- WHAT IS EXPECTED:
Without including the pictures, copy each line below exactly as it reads.

- SUPPLIED RECORDS:

====================

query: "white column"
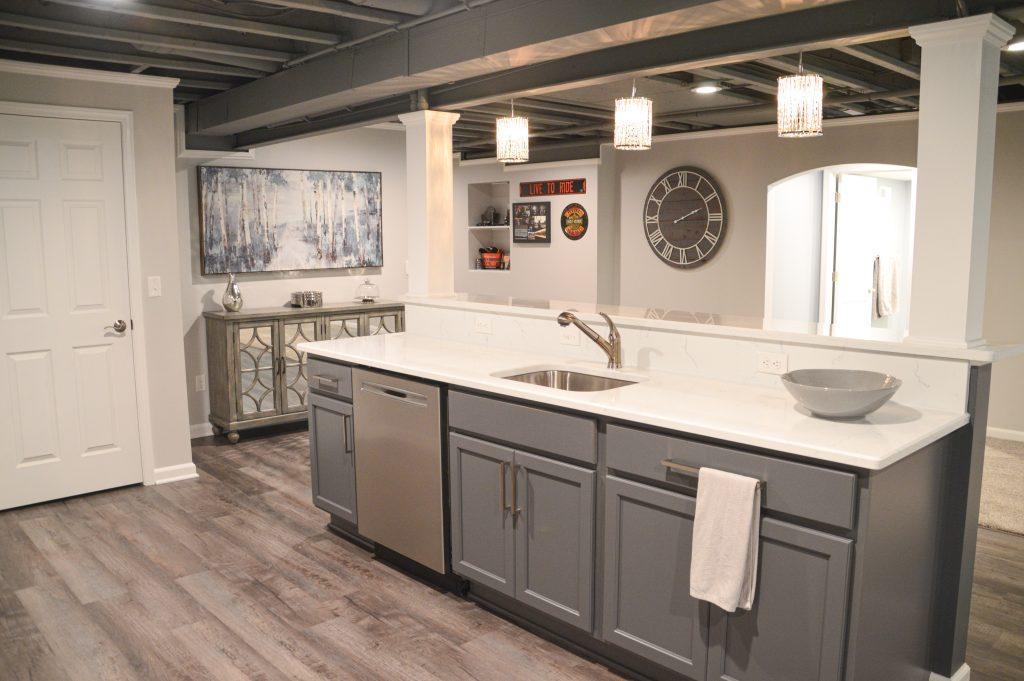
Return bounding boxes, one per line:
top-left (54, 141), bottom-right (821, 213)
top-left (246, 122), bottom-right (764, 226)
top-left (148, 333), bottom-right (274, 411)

====================

- ANSWER TO THIS PROBLEM:
query: "white column"
Return bounding boxes, one per line:
top-left (54, 141), bottom-right (821, 213)
top-left (246, 122), bottom-right (764, 226)
top-left (148, 333), bottom-right (274, 411)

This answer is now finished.